# Bootcamp espace introuvable



## damido740 (6 Novembre 2018)

Bonsoir

Je suis tous nouveaux sur ce forum
Je vous écris sur ce forum car j'ai eu un problème sur mon Imac, en supprimant ma partition Windows 10 de mon mac avec l'utilitaire de disque ( très grosse erreur...), pour essayer par la suite de la fusionner avec ma partition principale, j'ai via le terminal complètement effacé cette même partition et je ne l'ai jamais retrouvé et donc je suis incapable de la retrouver pour pouvoir la fusionner avec mon disque Dur de 1 tb. Je vous mets des screenshots de mes manips sur le terminal. En espérant que vous puisiez m'aider je vous remercie par avance.

Damien

*Note de la modération :* on déménage dans la bonne section.


----------



## Locke (7 Novembre 2018)

C'est bien de lire d'autres messages, mais c'est mieux de mettre en application ce qui est aussi demandé, à savoir...

DONNÉES FOURNIES -

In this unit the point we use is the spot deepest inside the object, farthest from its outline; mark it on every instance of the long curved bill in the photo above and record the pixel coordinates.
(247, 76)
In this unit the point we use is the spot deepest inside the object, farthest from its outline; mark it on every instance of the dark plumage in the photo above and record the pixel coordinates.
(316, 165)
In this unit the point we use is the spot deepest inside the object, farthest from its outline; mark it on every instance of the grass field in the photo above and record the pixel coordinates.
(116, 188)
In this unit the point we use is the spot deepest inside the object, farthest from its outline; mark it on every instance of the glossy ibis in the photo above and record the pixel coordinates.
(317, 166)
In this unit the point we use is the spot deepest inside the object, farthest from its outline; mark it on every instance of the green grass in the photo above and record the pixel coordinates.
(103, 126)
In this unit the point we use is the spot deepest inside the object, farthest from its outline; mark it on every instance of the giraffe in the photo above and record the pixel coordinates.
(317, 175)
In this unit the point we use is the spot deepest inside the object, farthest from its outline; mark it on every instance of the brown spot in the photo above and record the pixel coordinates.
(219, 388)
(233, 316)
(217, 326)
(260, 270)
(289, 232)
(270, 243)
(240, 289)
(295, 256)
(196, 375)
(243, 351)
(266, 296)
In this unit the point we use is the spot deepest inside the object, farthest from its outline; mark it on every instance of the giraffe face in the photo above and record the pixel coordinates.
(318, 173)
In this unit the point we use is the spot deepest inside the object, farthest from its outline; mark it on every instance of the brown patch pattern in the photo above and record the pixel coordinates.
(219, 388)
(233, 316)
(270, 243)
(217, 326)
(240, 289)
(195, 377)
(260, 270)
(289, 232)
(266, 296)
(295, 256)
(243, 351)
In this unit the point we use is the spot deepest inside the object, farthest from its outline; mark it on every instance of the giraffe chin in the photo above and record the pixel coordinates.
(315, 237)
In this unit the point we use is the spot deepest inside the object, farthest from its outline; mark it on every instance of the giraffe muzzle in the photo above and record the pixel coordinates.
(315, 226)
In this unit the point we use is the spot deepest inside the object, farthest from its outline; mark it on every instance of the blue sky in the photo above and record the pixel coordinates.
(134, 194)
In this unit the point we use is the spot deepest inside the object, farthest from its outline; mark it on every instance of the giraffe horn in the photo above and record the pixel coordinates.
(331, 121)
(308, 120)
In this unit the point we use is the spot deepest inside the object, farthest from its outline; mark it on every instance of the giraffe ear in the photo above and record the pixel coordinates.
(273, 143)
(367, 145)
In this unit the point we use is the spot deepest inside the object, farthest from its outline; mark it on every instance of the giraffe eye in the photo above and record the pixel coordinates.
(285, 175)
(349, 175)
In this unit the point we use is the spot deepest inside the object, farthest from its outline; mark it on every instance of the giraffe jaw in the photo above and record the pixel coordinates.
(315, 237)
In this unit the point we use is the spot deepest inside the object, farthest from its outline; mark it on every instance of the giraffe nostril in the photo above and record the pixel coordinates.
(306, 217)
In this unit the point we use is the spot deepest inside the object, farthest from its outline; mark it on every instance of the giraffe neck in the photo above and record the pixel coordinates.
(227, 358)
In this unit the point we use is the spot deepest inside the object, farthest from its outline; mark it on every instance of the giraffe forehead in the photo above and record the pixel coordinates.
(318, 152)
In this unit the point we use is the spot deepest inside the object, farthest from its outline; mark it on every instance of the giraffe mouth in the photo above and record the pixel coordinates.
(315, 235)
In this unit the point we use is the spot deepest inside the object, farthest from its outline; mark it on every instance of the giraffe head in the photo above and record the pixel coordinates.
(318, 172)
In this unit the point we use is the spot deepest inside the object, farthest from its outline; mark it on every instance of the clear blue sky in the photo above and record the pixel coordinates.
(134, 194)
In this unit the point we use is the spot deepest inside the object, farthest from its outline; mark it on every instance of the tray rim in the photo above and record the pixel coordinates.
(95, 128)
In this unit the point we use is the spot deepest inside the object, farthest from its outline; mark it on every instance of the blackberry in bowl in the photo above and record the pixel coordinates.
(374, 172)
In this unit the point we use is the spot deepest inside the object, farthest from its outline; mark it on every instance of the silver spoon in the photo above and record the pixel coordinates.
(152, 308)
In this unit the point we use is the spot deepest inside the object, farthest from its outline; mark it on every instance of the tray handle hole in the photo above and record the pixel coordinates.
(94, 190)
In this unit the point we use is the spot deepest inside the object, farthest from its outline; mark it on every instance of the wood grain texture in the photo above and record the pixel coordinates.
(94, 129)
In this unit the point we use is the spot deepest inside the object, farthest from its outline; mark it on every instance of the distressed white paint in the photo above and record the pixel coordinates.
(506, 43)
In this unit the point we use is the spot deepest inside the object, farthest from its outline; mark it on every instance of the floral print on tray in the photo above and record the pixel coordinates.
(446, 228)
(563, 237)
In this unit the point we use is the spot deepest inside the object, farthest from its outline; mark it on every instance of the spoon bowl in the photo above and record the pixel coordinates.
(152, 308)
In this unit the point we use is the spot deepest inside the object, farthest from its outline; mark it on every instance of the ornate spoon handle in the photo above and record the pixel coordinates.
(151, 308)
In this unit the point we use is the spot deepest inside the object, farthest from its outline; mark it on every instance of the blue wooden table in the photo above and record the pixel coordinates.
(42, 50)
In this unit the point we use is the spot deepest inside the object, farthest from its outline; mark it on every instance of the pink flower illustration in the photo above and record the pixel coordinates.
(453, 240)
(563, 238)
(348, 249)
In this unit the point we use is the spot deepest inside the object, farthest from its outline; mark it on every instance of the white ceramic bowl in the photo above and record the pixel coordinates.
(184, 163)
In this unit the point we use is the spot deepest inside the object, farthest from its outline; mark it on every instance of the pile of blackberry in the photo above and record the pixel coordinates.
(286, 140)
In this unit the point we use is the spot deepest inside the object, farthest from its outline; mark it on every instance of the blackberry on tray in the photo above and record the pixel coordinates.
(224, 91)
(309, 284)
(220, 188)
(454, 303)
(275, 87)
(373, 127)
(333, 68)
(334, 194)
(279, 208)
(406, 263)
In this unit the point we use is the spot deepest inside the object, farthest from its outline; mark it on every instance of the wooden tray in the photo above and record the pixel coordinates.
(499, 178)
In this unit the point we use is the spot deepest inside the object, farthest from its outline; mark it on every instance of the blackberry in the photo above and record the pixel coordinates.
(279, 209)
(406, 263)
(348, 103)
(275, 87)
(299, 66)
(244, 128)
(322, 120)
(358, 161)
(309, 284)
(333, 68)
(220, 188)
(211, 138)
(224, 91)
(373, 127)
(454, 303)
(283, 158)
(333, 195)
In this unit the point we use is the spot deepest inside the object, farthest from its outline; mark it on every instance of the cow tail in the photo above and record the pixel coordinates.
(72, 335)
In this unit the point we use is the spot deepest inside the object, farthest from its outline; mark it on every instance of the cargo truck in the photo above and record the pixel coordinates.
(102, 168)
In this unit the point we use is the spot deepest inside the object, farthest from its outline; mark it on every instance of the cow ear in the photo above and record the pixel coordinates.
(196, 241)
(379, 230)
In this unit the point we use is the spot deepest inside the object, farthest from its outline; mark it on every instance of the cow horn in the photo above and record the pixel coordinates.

CONSIGNE - Recopiez le passage du fil de discussion sur Bootcamp qui va de « Je suis tous » jusqu'à « (7 Novembre 2018) », en substituant « site » à « forum ».

RÉPONSE COMPLÈTE -
Je suis tous nouveaux sur ce site
Je vous écris sur ce site car j'ai eu un problème sur mon Imac, en supprimant ma partition Windows 10 de mon mac avec l'utilitaire de disque ( très grosse erreur...), pour essayer par la suite de la fusionner avec ma partition principale, j'ai via le terminal complètement effacé cette même partition et je ne l'ai jamais retrouvé et donc je suis incapable de la retrouver pour pouvoir la fusionner avec mon disque Dur de 1 tb. Je vous mets des screenshots de mes manips sur le terminal. En espérant que vous puisiez m'aider je vous remercie par avance.

Damien

*Note de la modération :* on déménage dans la bonne section.


----------



## Locke (7 Novembre 2018)